### Stated task
Below is a set of records; print all of them exactly as written.

### Data for this task

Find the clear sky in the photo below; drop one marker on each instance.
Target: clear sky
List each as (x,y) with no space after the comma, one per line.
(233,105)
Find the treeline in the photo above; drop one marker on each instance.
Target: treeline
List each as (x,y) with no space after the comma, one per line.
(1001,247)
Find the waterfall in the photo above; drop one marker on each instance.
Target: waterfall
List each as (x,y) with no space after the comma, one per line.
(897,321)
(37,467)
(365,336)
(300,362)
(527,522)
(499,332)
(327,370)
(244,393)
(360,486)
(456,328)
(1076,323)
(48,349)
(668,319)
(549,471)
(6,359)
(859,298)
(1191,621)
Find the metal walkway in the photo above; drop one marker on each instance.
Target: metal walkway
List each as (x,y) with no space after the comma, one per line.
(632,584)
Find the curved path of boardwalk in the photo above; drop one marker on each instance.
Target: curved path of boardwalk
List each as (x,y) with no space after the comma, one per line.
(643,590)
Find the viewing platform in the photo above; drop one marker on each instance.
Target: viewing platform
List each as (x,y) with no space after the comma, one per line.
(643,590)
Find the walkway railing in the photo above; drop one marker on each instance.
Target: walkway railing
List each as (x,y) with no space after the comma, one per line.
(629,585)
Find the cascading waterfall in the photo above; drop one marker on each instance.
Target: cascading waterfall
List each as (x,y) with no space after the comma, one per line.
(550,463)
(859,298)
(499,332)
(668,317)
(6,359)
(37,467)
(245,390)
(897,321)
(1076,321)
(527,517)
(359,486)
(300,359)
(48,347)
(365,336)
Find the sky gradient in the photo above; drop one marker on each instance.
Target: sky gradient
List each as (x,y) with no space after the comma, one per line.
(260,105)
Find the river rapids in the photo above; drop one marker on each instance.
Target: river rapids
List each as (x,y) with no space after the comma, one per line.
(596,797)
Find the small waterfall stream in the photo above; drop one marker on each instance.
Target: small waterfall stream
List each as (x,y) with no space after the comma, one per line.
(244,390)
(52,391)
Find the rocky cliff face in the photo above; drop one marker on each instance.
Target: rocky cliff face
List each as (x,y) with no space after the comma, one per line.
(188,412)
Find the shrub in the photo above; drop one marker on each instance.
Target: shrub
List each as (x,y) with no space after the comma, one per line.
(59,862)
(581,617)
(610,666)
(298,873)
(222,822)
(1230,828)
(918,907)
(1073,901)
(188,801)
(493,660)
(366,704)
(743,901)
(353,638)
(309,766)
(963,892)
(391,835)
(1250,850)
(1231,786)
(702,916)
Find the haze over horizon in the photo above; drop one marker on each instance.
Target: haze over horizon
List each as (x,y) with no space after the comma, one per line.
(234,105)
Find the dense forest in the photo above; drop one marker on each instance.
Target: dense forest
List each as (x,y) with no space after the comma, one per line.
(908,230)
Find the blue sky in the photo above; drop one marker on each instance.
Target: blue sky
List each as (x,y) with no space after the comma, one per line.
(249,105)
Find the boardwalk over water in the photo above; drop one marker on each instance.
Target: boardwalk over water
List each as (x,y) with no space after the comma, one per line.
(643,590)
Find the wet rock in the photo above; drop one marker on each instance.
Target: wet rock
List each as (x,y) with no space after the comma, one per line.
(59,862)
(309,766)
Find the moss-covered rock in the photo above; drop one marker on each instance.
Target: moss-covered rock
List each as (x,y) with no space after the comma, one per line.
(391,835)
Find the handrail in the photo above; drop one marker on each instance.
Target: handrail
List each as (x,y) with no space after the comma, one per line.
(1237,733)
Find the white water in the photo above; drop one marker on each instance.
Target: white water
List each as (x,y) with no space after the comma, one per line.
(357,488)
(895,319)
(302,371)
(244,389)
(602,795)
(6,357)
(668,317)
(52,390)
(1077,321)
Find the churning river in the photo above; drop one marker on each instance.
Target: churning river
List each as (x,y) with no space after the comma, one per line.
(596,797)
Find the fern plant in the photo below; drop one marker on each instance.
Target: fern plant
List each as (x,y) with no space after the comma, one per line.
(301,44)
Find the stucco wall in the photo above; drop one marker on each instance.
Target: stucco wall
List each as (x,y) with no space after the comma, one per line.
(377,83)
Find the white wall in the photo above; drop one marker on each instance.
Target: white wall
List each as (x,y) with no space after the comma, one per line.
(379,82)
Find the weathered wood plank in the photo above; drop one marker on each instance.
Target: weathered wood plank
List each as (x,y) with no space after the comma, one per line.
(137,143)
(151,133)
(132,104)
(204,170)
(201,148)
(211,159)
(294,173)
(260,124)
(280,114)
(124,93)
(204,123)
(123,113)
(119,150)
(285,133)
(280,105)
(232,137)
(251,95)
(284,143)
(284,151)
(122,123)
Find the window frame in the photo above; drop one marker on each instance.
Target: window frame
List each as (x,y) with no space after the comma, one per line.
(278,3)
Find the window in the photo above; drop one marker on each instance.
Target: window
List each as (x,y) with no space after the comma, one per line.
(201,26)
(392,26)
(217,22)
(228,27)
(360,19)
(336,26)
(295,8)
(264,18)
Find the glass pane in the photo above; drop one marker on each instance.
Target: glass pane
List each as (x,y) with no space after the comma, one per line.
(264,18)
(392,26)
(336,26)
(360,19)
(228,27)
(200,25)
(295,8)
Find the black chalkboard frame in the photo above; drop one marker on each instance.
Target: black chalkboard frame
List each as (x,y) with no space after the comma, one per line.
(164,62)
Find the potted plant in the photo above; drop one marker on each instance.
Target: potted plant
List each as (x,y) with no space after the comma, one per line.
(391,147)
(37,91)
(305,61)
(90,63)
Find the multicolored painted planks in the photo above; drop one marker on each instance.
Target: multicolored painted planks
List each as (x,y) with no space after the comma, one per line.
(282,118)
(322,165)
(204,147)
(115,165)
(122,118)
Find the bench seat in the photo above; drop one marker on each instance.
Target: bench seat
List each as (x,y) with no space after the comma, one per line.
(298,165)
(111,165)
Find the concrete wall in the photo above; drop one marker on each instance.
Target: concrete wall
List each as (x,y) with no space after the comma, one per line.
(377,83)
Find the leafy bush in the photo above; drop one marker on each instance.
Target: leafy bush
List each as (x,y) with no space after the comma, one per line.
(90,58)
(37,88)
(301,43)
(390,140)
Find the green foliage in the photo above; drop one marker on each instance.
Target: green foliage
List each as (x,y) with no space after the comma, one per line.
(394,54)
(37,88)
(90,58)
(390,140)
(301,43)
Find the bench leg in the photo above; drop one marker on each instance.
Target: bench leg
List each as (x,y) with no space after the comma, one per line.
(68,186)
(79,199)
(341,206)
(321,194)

### In response
Find the clear sky in the photo below; drop one marker on each instance.
Target: clear sky
List each as (x,y) with no space after the comma, one per line.
(233,105)
Find the treeline in the photo above; drop one marker on each instance.
Target: treeline
List each as (x,y) with no space after the comma, one per line.
(1001,247)
Find the waterfall in the photo above; drop one marker on each instance.
Target: waterfall
List each as (x,y) with no space after the comma, one per line.
(897,321)
(37,467)
(365,336)
(300,362)
(527,522)
(499,332)
(327,370)
(244,393)
(360,486)
(456,328)
(1076,323)
(48,349)
(668,319)
(549,471)
(6,359)
(859,298)
(1191,621)
Find the metal walkway in the photo above; drop one marker on each instance.
Target: metal walkway
List each as (x,y) with no space after the comma, one per line.
(632,584)
Find the curved path of boardwalk in the photo above; drop one marker on each instance.
Target: curved path of boardwalk
List each as (x,y) with no space after the comma, one per line.
(643,590)
Find the viewing platform in the photo above; drop one marker on each instance.
Target: viewing platform
List each as (x,y) with no space after the comma, one per line.
(643,590)
Find the walkway railing in the photo above; drop one marker on each instance.
Target: walkway railing
List each as (x,y) with no space after the comma, one per line.
(629,585)
Find the cascading waterfall in the photo above; drop one marker on each instance.
Target: cascading waterfall
List each as (x,y) with no space after the comma, one per line.
(550,463)
(859,298)
(499,332)
(668,317)
(6,359)
(37,467)
(245,390)
(897,321)
(1076,321)
(527,517)
(359,486)
(300,359)
(48,347)
(365,336)
Find the sky gradient in the photo above; drop one marker on each instance.
Target: sky gradient
List each as (x,y) with no space after the comma, one per line.
(260,105)
Find the river rapids in the photo above; drop one marker on each instance.
Target: river rapids
List each as (x,y) with no space after the comma, one per line.
(596,797)
Find the small waterfall stream in the photo above; drop one marker on each instance.
Target: small waterfall stream
List each as (x,y) with no space after the comma, one per line.
(244,390)
(52,391)
Find the rocky cliff face in the photo above; drop one marker on each instance.
Target: rocky cliff face
List each as (x,y) with no space after the comma, one per line.
(188,412)
Find the shrub in the photo above; drop one marker on each instance.
Target: shrub
List each as (x,y) with no space after the comma, one per line.
(59,862)
(581,617)
(610,666)
(298,873)
(222,822)
(1230,828)
(918,907)
(1073,901)
(188,801)
(493,660)
(366,704)
(743,901)
(353,638)
(309,766)
(963,892)
(391,835)
(1250,850)
(1231,786)
(702,916)
Find the haze over horizon in the photo above; drop one marker on each instance.
Target: haze over horizon
List each as (x,y) with no space after the comma, one per line.
(234,105)
Find the dense forest in the photo above; drop one marker on each instance.
Target: dense forest
List each as (x,y) with no space after the comma, one per line.
(908,230)
Find the blue sky in the photo above; drop one marker on each instance.
Target: blue sky
List each as (x,y) with no space after the comma, one per line.
(249,105)
Find the boardwalk over water in the photo above; drop one marker on each instance.
Target: boardwalk over water
List each as (x,y) with no space after the comma, one per line.
(643,590)
Find the wet rock in the photo above; drop one marker on each instance.
Target: wet rock
List each as (x,y) with no space after the comma, one per line.
(59,862)
(309,766)
Find the moss-covered rock in the photo above; drop one marker on each instance.
Target: moss-covered rock
List each as (x,y) with no space after the comma, one per line.
(391,835)
Find the handrail in the photo above; drop one marker on each instance.
Target: handrail
List each as (x,y) with no space after the comma, one per line.
(1237,733)
Find the white water in the photo above; drop one marker on each instance.
Target: white water
List each as (x,y) with no space after the comma, one per line.
(357,488)
(895,319)
(302,371)
(244,389)
(602,795)
(6,357)
(668,317)
(52,390)
(1077,321)
Find the churning river in the photo above; drop one marker on each instance.
Target: churning river
List each as (x,y) with no space after the comma, one per line.
(596,797)
Find the fern plant in the photo below; drop one marker on each instance.
Target: fern plant
List each as (x,y) with no space after the comma, one per line.
(301,44)
Find the stucco wall in the photo above; drop one marker on each instance.
Target: stucco wall
List each as (x,y) with no space after the comma, one per line.
(377,83)
Find the white wall in the photo above; drop one marker on each instance.
Target: white wall
List each as (x,y) with no space after the comma, one per line.
(379,82)
Find the weathered wood plank in the photo above; drop one marker on each instance.
Target: weathered wood plank
List each as (x,y) with no space after the comma, one per line.
(137,143)
(151,133)
(132,104)
(204,170)
(201,148)
(211,159)
(294,173)
(260,124)
(280,114)
(124,93)
(204,123)
(123,113)
(119,150)
(285,133)
(280,105)
(232,137)
(251,95)
(284,143)
(284,151)
(122,123)
Find the window frame in the photo above; drop one marker on each instance.
Target: window frame
List each as (x,y) with no space after the comma, one per line.
(278,3)
Find the window in the photo above; drop one marker on each instance.
Target: window
List each as (x,y) with no space after the comma, one per line.
(201,26)
(392,26)
(217,22)
(228,27)
(360,19)
(336,26)
(295,8)
(264,18)
Find the glass pane in the photo above; drop one marker on each instance.
Target: glass pane
List each as (x,y) with no space after the comma, one per line.
(264,18)
(392,26)
(336,26)
(360,19)
(228,27)
(200,25)
(295,8)
Find the black chalkboard frame in the photo above; drop one marker on each instance.
Target: black chalkboard frame
List each as (x,y) with no space after the comma, one per line.
(164,62)
Find the potted plant in the photo above; drop one marker on each instance.
Target: potted plant
List each as (x,y) with no space after the comma, one per line.
(391,147)
(37,91)
(305,61)
(90,63)
Find the multicolored painted planks in the photo above; drop one marker on each instance.
Target: multicolored painted planks
List each as (x,y) with no space after the comma, one per line.
(282,118)
(322,165)
(204,147)
(115,165)
(122,118)
Find the bench seat in the photo above; drop one marker on each instance.
Target: bench seat
List each as (x,y) with no space after the comma, one per line.
(298,165)
(111,165)
Find the concrete wall in the photo above; drop one marker on each instance.
Target: concrete wall
List each as (x,y) with no space after the comma, one per line.
(377,83)
Find the leafy bush in the photo above; drop one marker on each instance.
Target: leafy bush
List each as (x,y) with no space after the comma, one per line.
(90,58)
(37,88)
(301,43)
(390,140)
Find the green foliage in the photo above; drop one marker on each instance.
Target: green foliage
List each as (x,y) with no space after the comma, one per line.
(394,54)
(37,88)
(90,58)
(390,140)
(301,43)
Find the bench leg in the photo above; drop one marker on each instance.
Target: bench leg
List each as (x,y) with no space after the comma, one per line.
(68,186)
(79,199)
(341,206)
(321,194)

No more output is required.